Des coûts trop élevés

Dans la région de Berne, le cabinet Südland a fermé il y a quelques jours le dernier de ses deux sites. Linda Habib, 31 ans, est également concernée. La jeune médecin de famille s'était encore enthousiasmée en juin dans Blick, pour avoir obtenu son premier poste après ses études. Mais contrairement à Allcare à Zurich, la fermeture s'est déroulée de façon pragmatique et organisée: «Nous n'avons pas abandonné nos patients, nous les avons aidés à trouver de nouveaux médecins de famille», explique Linda Habib. 

Linda Habib : "Nous n'avons pas abandonné nos patients, nous avons aidé à trouver de nouveaux médecins généralistes".
Photo: Zamir Loshi

«En raison des coûts élevés, nous n'arrivions plus à être rentables», ajoute-t-elle. La médecin de famille soulève un problème fondamental: «En fin de compte, la vraie question est de savoir si nous voulons une médecine qui soit rentable, ou une médecine qui soit utile.»

TÂCHE ATTRIBUÉE A –
Répondez à ces questions sur le texte consacré à la fermeture du cabinet Südland.
(i) Quel âge a Linda Habib ?
(ii) Pourquoi Linda Habib s'était-elle enthousiasmée en juin dans Blick ?
(iii) Selon Linda Habib, pourquoi le cabinet n'arrivait-il plus à être rentable ?
TÂCHE ATTRIBUÉE B – Poursuivez le texte sur la fermeture du cabinet Südland à partir de sa dernière phrase.

DONNÉES ENREGISTRÉES –
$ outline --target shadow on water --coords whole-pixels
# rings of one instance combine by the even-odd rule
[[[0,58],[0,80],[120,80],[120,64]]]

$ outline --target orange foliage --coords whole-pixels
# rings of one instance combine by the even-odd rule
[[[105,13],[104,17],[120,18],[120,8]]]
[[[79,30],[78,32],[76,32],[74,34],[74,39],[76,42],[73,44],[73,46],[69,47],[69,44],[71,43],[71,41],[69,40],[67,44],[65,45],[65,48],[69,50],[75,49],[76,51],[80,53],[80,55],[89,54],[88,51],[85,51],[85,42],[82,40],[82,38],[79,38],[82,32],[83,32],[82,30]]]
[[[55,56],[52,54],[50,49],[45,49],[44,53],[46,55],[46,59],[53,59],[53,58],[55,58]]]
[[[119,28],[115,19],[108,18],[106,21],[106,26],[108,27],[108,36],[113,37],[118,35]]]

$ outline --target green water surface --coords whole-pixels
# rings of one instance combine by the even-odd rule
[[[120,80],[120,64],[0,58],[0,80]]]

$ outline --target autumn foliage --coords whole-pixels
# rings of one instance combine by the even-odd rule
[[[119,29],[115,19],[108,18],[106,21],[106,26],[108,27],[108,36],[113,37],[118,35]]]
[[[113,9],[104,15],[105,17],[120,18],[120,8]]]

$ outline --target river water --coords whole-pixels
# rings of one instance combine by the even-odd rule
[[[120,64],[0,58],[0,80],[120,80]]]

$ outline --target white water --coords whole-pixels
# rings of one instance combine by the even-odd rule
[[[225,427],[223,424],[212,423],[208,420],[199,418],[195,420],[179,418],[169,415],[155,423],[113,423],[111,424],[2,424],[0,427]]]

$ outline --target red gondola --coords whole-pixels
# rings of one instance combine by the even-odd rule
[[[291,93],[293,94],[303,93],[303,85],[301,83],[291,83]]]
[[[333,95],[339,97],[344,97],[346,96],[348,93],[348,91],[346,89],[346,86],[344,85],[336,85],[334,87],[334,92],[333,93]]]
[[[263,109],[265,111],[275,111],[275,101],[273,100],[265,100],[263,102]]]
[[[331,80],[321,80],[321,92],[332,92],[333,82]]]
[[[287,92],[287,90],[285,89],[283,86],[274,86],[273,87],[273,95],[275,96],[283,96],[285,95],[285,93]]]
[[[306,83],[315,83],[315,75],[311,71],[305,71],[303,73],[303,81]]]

==

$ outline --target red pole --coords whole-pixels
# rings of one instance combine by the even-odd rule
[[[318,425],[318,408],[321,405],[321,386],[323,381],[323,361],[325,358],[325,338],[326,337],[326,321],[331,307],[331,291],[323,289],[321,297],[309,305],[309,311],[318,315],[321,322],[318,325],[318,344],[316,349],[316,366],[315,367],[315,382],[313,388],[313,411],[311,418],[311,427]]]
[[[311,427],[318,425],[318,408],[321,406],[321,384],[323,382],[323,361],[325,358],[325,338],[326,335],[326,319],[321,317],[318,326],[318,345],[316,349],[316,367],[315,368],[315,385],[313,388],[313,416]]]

ZONE DE RÉPONSE A –
(i) Elle a 31 ans.
(ii) Elle avait obtenu son premier poste après ses études.
(iii) À cause des coûts élevés.

ZONE DE RÉPONSE B –
A l'heure de l'augmentation des primes d'assurance maladie, les deux facteurs sont nécessaires du point de vue des patients. Chaque centre médical qui ferme est une mauvaise nouvelle, et complique pour beaucoup de personnes l'accès à une médecine de famille bon marché.

Des médecins qui travaillent de plus en plus à temps partiel

Sur le principe, le fait que des investisseurs créent des centres médicaux regroupant divers cabinets est positif. Mais c'est aussi là que le bât blesse, comme l'explique Thomas Rosemann, directeur de l'Institut de médecine de famille à l'Université de Zurich: «Je peux très bien m'imaginer que ces fermetures concernent de nombreux cabinets de groupe dirigés par des personnes qui ne sont pas médecin. Parce que ceux-ci ont encore plus de mal à trouver de bons médecins, qui garantissent aussi une occupation continue.» Les centres dirigés par des médecins seraient ainsi moins touchés, suppose le directeur académique. 

Thomas Rosemann plaide pour une revalorisation de la médecine de famille.
Photo: zVg

Comme beaucoup, Thomas Rosemann plaide pour une revalorisation de la médecine de famille. Car les chiffres concernant la pénurie de médecins sont à prendre avec des pincettes: si le nombre absolu de généralistes augmente légèrement depuis quelques années, nombreux sont les médecins de famille à ne pas travailler à plein temps.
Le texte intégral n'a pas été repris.